Passage to read

It was easy to get Louis Freeh’s FBI wrong. While he was in charge from 1993 to 2001, you went to the Quantico FBI Academy, to the Washington headquarters, to the field offices, and all you saw was talent: experienced, energetic agents and supervisors moving, it seemed, in every direction at once. If someone had a good idea, Louis Freeh would build a program around it. Visit the Hostage Rescue Team at Quantico and you would see the nation’s best and brightest–and, let me tell you, some of the brawniest–wrapping their talents and lethal experience around hairy scenarios involving fast-roping from helicopters, crashing into black night-close quarters battle, and knocking off “Tangos” (terrorists) with long-range rifles. Wow. In fact, double wow.
In those days, you walked down FBI corridors and you couldn’t miss the Director’s ethical maxims–placards were everywhere proclaiming his bright-line policy of zero tolerance for dishonesty and his core FBI values of respect for civil liberties. In the Freeh years, FBI reports led off with homilies by the director that treated agent misconduct like the first step to the Holocaust. He was training ethical G-Men at Quantico. Agents with Ph.D.s in philosophy drilled trainees in the moral logic of Plato, Aristotle, St. Thomas, and Kant, guiding them through tricky case studies in which a failure to turn in an errant fellow agent would eventually have that sinner mitigate his punishment by serving you up for not turning him in. Wow again.
You had to be impressed, amazed even, by some of the phenomenal FBI investigations of the Freeh years: Special Agent Brad Garrett dragging Mir Aimal Kasi back from Pakistan to be executed for shooting up the CIA in 1993; agents luring Ramzi Yousef from the Philippines to Pakistan and then to America to face trial and life imprisonment for the first World Trade Center bombing.
Sure there were screw-ups–the Olympic Park bombing fiasco where the Bureau spun its wheels trying to pin the crime on Richard Jewell before concluding that anti-abortion terrorist Eric Robert Rudolph was its man. There was the botched investigation of atomic scientist Wen Ho Lee, in which FBI mistakes turned a suspect widely believed to be guilty into a hero in some Asian and civil libertarian circles. There were the misplaced documents in the Timothy McVeigh Oklahoma City bombing case. And of course, Robert Hanssen. But hey, nobody bats 1.000.
I was infatuated with the Freeh Bureau, and at first 9/11 did nothing to break the spell. I was sure that, as in similar episodes in the past, a fair review would absolve the Bureau of blame for having missed signals that danger was near. Boy, was I ever wrong.
In none of its great historic cases –the gang-busting manhunts of the ’30s, the atom spy cases of the ’40s–did the FBI ever get the kind of breaks it got, and ignored, during the summer of 2001. True, Louis Freeh had left the Bureau on June 25 of that year, but by that time, the hijackers had all assembled and the pilots had been trained. Freeh has to bear responsibility for the politically correct obtuseness at headquarters that rejected Phoenix agent Ken Williams’s plea to survey flight schools for a pattern of Middle Eastern men seeking pilot training. That would have been “ethnic profiling,” and the FBI wouldn’t go there. The same headquarters supervisors blocked the Minneapolis field office’s investigation of Zacarias Moussaoui, a French-born Moroccan flight student agents in Minneapolis had arrested on visa violations and who was probably intended to be the 20th hijacker on September 11, 2001.

Records supplied
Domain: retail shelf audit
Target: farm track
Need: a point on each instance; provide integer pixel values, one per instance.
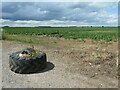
(71, 65)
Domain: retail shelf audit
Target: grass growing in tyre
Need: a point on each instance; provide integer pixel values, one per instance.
(96, 33)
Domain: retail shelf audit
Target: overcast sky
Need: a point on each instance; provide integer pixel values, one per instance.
(59, 13)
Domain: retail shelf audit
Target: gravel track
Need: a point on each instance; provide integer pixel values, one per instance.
(55, 75)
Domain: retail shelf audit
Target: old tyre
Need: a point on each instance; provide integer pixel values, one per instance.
(26, 65)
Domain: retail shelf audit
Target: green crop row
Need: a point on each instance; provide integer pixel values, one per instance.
(97, 33)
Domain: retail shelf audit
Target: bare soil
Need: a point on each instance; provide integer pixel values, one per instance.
(77, 64)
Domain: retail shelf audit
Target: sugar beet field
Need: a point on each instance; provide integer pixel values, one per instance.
(95, 33)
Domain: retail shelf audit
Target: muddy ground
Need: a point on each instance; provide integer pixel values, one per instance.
(71, 64)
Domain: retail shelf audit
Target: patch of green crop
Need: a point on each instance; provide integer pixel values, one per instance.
(96, 33)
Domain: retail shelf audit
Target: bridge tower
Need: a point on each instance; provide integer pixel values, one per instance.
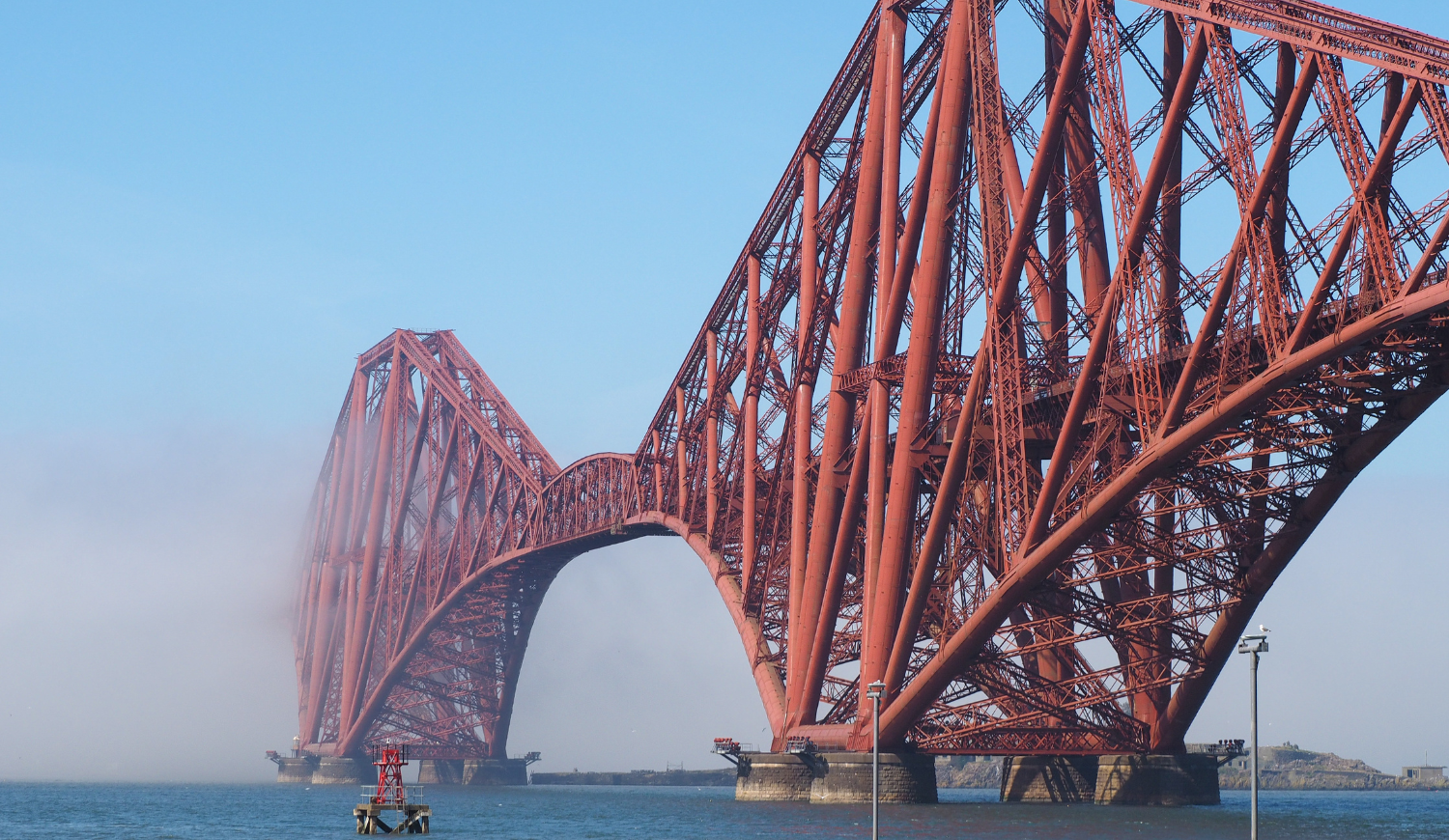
(1065, 324)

Work to be completed
According to the essay on Louis Freeh's FBI, on what date did Freeh leave the Bureau? The material has no connection to the text.

Correct answer
June 25, 2001.